Should a line below contain the word "glass", report it.

[[ DATA EXCERPTS, beginning ]]

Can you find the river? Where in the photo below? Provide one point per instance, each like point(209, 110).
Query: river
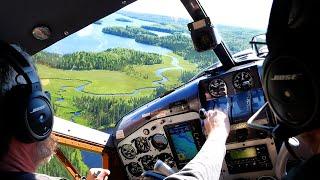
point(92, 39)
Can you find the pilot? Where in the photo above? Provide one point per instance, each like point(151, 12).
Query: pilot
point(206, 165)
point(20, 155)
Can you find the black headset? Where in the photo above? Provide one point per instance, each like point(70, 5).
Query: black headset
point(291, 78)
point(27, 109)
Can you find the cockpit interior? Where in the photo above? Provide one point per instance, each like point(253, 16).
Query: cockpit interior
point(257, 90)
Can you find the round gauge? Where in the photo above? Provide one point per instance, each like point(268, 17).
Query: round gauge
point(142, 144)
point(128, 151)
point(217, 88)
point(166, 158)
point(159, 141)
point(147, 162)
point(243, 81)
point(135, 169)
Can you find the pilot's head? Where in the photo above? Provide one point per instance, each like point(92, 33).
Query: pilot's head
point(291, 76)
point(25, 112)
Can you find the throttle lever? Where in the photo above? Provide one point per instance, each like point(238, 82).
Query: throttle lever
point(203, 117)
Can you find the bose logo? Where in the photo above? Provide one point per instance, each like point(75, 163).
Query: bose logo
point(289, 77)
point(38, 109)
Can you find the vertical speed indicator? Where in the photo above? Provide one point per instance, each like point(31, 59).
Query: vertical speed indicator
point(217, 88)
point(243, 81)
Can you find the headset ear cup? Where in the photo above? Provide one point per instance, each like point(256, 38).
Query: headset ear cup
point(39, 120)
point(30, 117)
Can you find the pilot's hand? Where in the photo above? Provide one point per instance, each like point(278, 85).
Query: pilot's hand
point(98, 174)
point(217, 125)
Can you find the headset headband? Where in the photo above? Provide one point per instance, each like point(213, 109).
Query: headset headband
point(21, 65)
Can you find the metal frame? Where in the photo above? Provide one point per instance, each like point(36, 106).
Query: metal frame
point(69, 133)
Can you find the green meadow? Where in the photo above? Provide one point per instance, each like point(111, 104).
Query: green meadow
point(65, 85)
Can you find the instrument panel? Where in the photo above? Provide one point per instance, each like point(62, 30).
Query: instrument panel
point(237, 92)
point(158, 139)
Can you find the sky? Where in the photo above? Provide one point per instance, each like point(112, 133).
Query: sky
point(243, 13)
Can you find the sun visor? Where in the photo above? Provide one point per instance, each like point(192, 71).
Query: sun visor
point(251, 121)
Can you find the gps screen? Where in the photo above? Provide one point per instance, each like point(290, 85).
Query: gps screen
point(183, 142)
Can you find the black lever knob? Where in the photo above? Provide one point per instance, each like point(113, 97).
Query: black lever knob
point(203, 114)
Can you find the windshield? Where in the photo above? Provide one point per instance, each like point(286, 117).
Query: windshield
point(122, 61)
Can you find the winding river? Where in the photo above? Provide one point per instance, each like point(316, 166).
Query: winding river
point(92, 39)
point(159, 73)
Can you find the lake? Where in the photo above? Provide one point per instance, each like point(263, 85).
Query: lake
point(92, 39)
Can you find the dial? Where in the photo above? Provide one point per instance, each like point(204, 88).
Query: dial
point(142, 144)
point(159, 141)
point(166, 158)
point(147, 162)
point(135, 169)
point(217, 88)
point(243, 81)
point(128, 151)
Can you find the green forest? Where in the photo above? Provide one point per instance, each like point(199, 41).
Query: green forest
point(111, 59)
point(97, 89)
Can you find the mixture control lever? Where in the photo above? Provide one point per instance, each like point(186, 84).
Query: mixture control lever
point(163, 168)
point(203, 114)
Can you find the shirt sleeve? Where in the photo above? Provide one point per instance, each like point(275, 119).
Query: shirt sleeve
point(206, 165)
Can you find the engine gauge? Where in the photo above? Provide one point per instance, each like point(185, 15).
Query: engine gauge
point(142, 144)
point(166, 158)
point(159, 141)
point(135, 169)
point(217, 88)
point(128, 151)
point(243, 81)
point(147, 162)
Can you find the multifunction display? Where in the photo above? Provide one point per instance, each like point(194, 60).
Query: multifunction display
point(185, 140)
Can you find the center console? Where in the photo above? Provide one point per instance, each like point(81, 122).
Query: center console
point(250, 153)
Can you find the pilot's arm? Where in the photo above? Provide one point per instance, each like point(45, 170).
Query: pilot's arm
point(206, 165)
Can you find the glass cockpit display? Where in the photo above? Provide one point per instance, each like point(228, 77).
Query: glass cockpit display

[[ DATA EXCERPTS, end ]]

OUTPUT BELOW
Can you find the glass cockpit display? Where in the photo above? Provide one point per instance, each like point(228, 77).
Query: glass cockpit display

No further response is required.